Tugas Tertulis:
A - Menurut tulisan tentang Ishak Ngeljaratan, dari teori apa Metode Ganzheit bersumber?
B - Salin bagian tulisan tentang Ishak Ngeljaratan dari "Barulah pendengar bisa" sampai "tanpa harus mendiskusikannya.", lalu ganti setiap "pendengar" dengan "penyimak".
C - Tentukan apakah setiap pernyataan berikut sesuai dengan tulisan tentang Ishak Ngeljaratan. Jawab ya atau tidak, lalu kutip kata-kata dari tulisan itu yang menjadi dasar jawabannya.
(i) Puisi Sapardi Djoko Damono yang disebut dalam tulisan itu berjudul "Aku Ingin" dan bertahun 1989.
(ii) Model Sosiologi Profetik dikembangkan di Nusantara untuk mendukung positivisme ilmu pengetahuan Barat.
(iii) Metode objektivikasi disebut sebagai jalan tengah.

::: Teks Bacaan :::

M. Nawir*
Mendengarkan Ishak Ngeljaratan bicara dan
berdiskusi, saya seringkali merasa tersesat dalam belantara
wacana yang begitu abstrak dan meluas.
Barulah pendengar bisa mengerti maksud pembicaraannya dari ilustrasi maupun
analogi. Pembaca haruslah membaca utuh gagasannya, dan mengambil makna secara ganzheit. Metode Ganzheit bersumber dari teori psikologi Gestalt. Sebuah teks atau pun wacana bersifat satu kesatuan konsep
dan pemikiran penulis atau pun penuturnya yang tidak bisa dipecah-pecah dahulu
dalam pemaknaannya. Setelah itu, barulah pembaca atau pendengar bisa
menemukan sesuatu yang bermakna baru. Bisa jadi makna baru itu suatu rasa cinta
pada kemanusiaan, sesuatu yang mencerahkan, yang tidak selalu harus
diungkapkan. Bagi saya, memahami jalan hidup dan pemikiran pak Ishak seperti
membaca dan melantunkan puisi Sapardi Djoko Damono (Aku Ingin, 1989) tanpa harus mendiskusikannya.
aku ingin mencintaimu dengan sederhana
dengan kata yang tak sempat diucapkan
kayu kepada api yang menjadikannya debu
dengan kata yang tak sempat diucapkan
kayu kepada api yang menjadikannya debu
aku ingin mencintaimu dengan sederhana
dengan isyarat yang tak sempat disampaikan
awan kepada hujan yang menjadikannya tiada
dengan isyarat yang tak sempat disampaikan
awan kepada hujan yang menjadikannya tiada
Tidak
berarti keyakinan dan pandangan hidup Ishak Ngeljaratan dalam berbagai
karyanya tidak bisa dianalisis secara teoritik. Dalam perkembangan ilmu
pengetahuan di Nusantara, telah dikembangkan model Sosiologi Profetik sebagai counter-hegemony positivisme ilmu
pengetahuan Barat. Ilmu Sosial Profetik relevan dan kontekstual dengan
perkembangan pemikiran Filsafat, Sastra dan Agama. Salah seorang narasumber
teori sosial profetik adalah profesor Kuntowijoyo (almarhum). Dirumuskan bahwa bahwa Sosiologi Profetik menggabungkan kemampuan kritis ilmu sosial dan
nilai-nilai agama dalam satu bingkai paradigma ilmu sosial yang utuh dan
integral. Jalan tengahnya adalah metode objektivikasi, yakni penafsiran
nilai-nilai subjektif agama dalam kategori-kategori objektif agar dapat
dipahami semua orang tanpa perlu bergantung lagi pada nilai-nilai asal
agamanya.

::: Data yang Disediakan :::

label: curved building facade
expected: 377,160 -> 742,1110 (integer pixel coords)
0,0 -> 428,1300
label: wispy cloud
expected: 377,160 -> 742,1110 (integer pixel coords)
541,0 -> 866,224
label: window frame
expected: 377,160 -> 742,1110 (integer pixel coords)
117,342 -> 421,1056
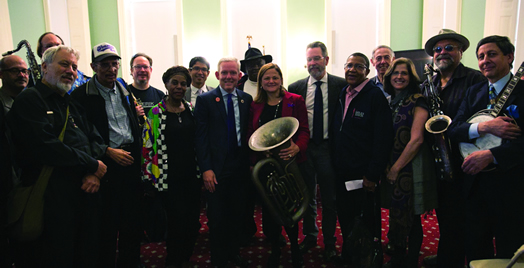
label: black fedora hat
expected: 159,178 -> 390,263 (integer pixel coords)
424,29 -> 469,56
240,47 -> 273,73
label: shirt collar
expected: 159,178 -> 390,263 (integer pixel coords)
191,84 -> 206,91
307,73 -> 328,86
346,78 -> 369,93
218,86 -> 237,96
95,76 -> 116,93
489,72 -> 511,93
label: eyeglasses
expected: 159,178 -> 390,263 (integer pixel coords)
171,79 -> 187,87
2,68 -> 31,75
344,63 -> 368,72
375,55 -> 391,62
306,56 -> 324,62
433,45 -> 457,53
133,65 -> 151,71
189,67 -> 209,73
98,61 -> 120,71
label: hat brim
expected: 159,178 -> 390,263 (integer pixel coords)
93,54 -> 121,62
240,55 -> 273,73
424,33 -> 469,57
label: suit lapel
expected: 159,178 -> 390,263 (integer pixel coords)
212,87 -> 227,125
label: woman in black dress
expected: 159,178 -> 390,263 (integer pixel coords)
142,66 -> 202,268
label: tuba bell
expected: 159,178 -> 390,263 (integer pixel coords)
249,117 -> 311,226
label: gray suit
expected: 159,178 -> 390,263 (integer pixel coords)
288,74 -> 347,246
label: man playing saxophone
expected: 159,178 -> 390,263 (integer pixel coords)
423,29 -> 486,267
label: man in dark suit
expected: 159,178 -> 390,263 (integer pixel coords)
184,57 -> 214,107
289,41 -> 347,260
195,57 -> 253,267
71,43 -> 142,267
449,36 -> 524,261
332,53 -> 394,265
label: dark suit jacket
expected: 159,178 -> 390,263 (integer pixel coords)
71,74 -> 142,177
448,77 -> 524,193
331,81 -> 394,183
248,92 -> 309,164
194,87 -> 253,180
184,85 -> 215,104
288,74 -> 347,140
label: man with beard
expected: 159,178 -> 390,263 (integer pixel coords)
71,43 -> 142,267
28,32 -> 91,93
423,29 -> 486,267
184,57 -> 215,107
6,46 -> 107,267
448,35 -> 524,262
0,55 -> 29,267
237,47 -> 273,98
129,53 -> 166,115
332,52 -> 394,267
370,45 -> 395,100
289,41 -> 347,261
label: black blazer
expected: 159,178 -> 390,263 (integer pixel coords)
288,74 -> 347,137
194,87 -> 253,180
448,81 -> 524,193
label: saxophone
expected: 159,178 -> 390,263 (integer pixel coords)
424,64 -> 454,181
2,40 -> 42,84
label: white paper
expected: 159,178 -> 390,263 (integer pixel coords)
346,180 -> 364,192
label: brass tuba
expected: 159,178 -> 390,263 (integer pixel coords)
2,40 -> 42,85
424,64 -> 454,181
249,117 -> 311,226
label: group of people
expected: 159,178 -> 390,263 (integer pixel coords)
0,29 -> 524,267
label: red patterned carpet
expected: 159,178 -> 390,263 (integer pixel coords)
141,204 -> 439,268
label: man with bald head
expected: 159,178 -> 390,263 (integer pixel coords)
0,55 -> 29,267
370,45 -> 395,100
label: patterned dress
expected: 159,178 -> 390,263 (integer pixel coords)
388,94 -> 424,245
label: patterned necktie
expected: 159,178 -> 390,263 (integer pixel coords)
488,85 -> 497,109
313,81 -> 324,144
227,93 -> 238,153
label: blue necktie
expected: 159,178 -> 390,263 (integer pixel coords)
227,93 -> 238,153
313,81 -> 324,144
488,85 -> 497,109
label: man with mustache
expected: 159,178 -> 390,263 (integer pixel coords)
28,32 -> 91,93
370,45 -> 395,100
237,47 -> 273,98
6,46 -> 107,267
129,53 -> 166,115
71,43 -> 142,267
0,55 -> 29,267
289,41 -> 347,261
194,57 -> 253,267
423,29 -> 486,267
184,57 -> 215,107
446,35 -> 524,263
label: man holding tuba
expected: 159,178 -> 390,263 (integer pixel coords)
446,36 -> 524,261
423,29 -> 486,267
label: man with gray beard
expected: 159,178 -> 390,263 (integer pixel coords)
6,46 -> 107,267
423,29 -> 486,267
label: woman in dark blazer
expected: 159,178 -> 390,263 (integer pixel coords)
248,63 -> 309,267
142,66 -> 202,268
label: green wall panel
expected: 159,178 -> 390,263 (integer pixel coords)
391,0 -> 424,50
7,0 -> 45,61
460,0 -> 486,70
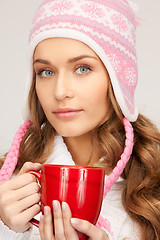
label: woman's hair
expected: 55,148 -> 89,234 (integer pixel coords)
1,76 -> 160,240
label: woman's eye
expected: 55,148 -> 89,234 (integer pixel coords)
38,70 -> 54,77
76,66 -> 91,74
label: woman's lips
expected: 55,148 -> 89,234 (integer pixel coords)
53,108 -> 82,119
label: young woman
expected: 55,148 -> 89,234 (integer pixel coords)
0,0 -> 160,240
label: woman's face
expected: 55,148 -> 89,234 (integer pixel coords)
33,38 -> 109,137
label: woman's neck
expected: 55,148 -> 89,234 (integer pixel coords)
64,133 -> 101,166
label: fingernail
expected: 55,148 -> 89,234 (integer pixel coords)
40,216 -> 43,224
53,200 -> 59,211
71,218 -> 81,225
62,202 -> 68,212
44,206 -> 49,216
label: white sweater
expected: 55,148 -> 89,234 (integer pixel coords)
0,136 -> 140,240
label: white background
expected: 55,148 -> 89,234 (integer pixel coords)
0,0 -> 160,154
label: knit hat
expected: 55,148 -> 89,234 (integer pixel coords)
24,0 -> 138,122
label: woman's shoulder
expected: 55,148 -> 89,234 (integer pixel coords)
101,178 -> 140,240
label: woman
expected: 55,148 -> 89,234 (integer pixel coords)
0,0 -> 160,240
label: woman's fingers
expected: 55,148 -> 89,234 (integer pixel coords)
71,218 -> 109,240
62,202 -> 78,240
53,200 -> 65,240
18,162 -> 42,175
39,206 -> 55,240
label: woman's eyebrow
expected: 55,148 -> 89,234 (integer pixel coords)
33,55 -> 98,65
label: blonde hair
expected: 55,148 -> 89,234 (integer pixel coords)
1,77 -> 160,240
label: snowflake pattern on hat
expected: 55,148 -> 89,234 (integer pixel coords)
26,0 -> 138,121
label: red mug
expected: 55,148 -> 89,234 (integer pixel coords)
29,164 -> 105,240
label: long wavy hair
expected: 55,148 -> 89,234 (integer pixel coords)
1,76 -> 160,240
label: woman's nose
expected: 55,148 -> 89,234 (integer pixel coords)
55,74 -> 74,101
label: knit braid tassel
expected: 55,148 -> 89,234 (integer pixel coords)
0,121 -> 31,184
96,118 -> 134,234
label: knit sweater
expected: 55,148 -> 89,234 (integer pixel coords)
0,136 -> 140,240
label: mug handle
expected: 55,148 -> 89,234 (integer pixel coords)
27,170 -> 41,228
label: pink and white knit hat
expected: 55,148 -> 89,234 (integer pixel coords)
24,0 -> 138,122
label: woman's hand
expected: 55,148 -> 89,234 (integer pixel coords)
39,201 -> 109,240
0,162 -> 41,232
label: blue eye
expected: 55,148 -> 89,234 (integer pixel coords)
38,70 -> 54,77
76,66 -> 91,74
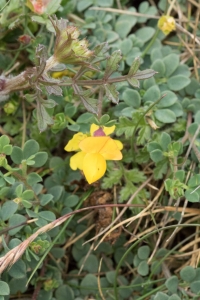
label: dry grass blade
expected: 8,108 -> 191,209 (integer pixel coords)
0,204 -> 134,274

:::

Kunci Jawaban:
A - Metode Ganzheit bersumber dari teori psikologi Gestalt.

B -
Barulah penyimak bisa mengerti maksud pembicaraannya dari ilustrasi maupun
analogi. Pembaca haruslah membaca utuh gagasannya, dan mengambil makna secara ganzheit. Metode Ganzheit bersumber dari teori psikologi Gestalt. Sebuah teks atau pun wacana bersifat satu kesatuan konsep
dan pemikiran penulis atau pun penuturnya yang tidak bisa dipecah-pecah dahulu
dalam pemaknaannya. Setelah itu, barulah pembaca atau penyimak bisa
menemukan sesuatu yang bermakna baru. Bisa jadi makna baru itu suatu rasa cinta
pada kemanusiaan, sesuatu yang mencerahkan, yang tidak selalu harus
diungkapkan. Bagi saya, memahami jalan hidup dan pemikiran pak Ishak seperti
membaca dan melantunkan puisi Sapardi Djoko Damono (Aku Ingin, 1989) tanpa harus mendiskusikannya.

C -
(i) Ya: "puisi Sapardi Djoko Damono (Aku Ingin, 1989)".
(ii) Tidak: "telah dikembangkan model Sosiologi Profetik sebagai counter-hegemony positivisme ilmu pengetahuan Barat".
(iii) Ya: "Jalan tengahnya adalah metode objektivikasi".